TEXT PROVIDED.
Ethiopia's Tigray leaders claim airport rocket attacks, threaten Eritrea
What you need to know:
- TPLF claimed it attacked Gondar and Bahir Dar city, partially damaging the airports there on Friday night.
- Its spokesperson said it would not hesitate to strike locations inside Eritrea -- Ethiopia's traditional foe -- including its capital, Asmara.
The Tigray People's Liberation Front has admitted firing rockets on towns in neighbouring Amhara state and warned it will fire more on Eritrea, which it accuses of joining the fight.
TPLF claimed it attacked Gondar and Bahir Dar city, partially damaging the airports there on Friday night.
Spokesperson Getachew Reda said the attacks were in retaliation to the airstrikes on Tigray.
"The missile strike targeted military bases in Bahir Dar and Gondar," Getachew told Tigray Television in a statement also posted on the TPLF social media accounts.
"In the next two or three days will continue missile attacks not only on targets in Amhara region but also inside Eritrea" the spokesperson said.
"Whether they lift from Asmara or Bahir Dar to attack Tigray ... we will commit retaliatory measures. We will undertake missile attacks on selected targets in addition to the airports. We will conduct missile attacks to foil military movements in Massawa and Asmara", he added.

COLLECTED MATERIAL.

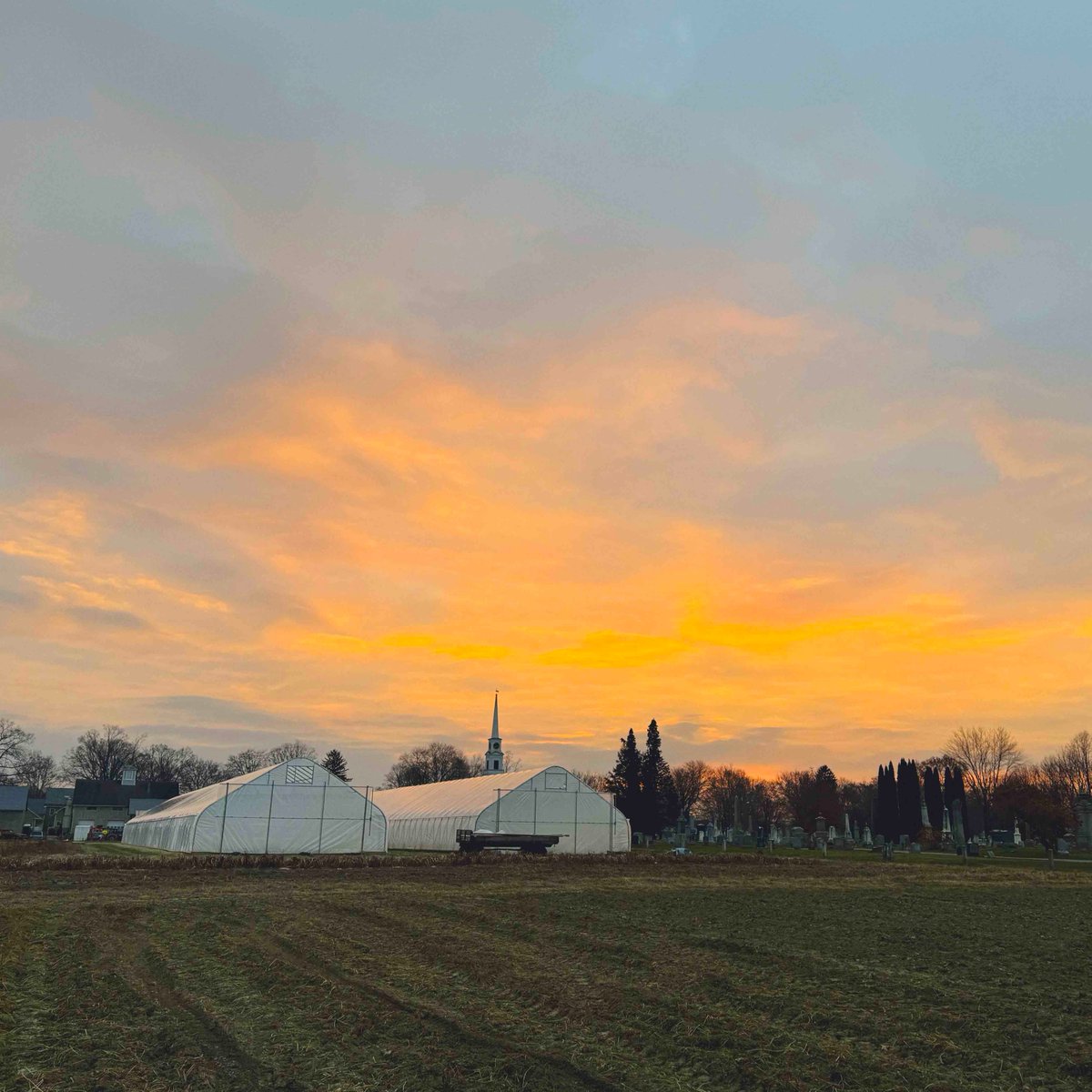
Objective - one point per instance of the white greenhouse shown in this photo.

EXERCISE TASKS.
1 > According to the article on the Tigray rocket attacks, what did spokesperson Getachew Reda say the attacks were retaliating for?
2 > Transcribe the part of the article on the Tigray rocket attacks starting at "Spokesperson Getachew Reda" and ending at "the spokesperson said.".

OUTPUTS IN ORDER.
1 > The airstrikes on Tigray.

2 >
Spokesperson Getachew Reda said the attacks were in retaliation to the airstrikes on Tigray.
"The missile strike targeted military bases in Bahir Dar and Gondar," Getachew told Tigray Television in a statement also posted on the TPLF social media accounts.
"In the next two or three days will continue missile attacks not only on targets in Amhara region but also inside Eritrea" the spokesperson said.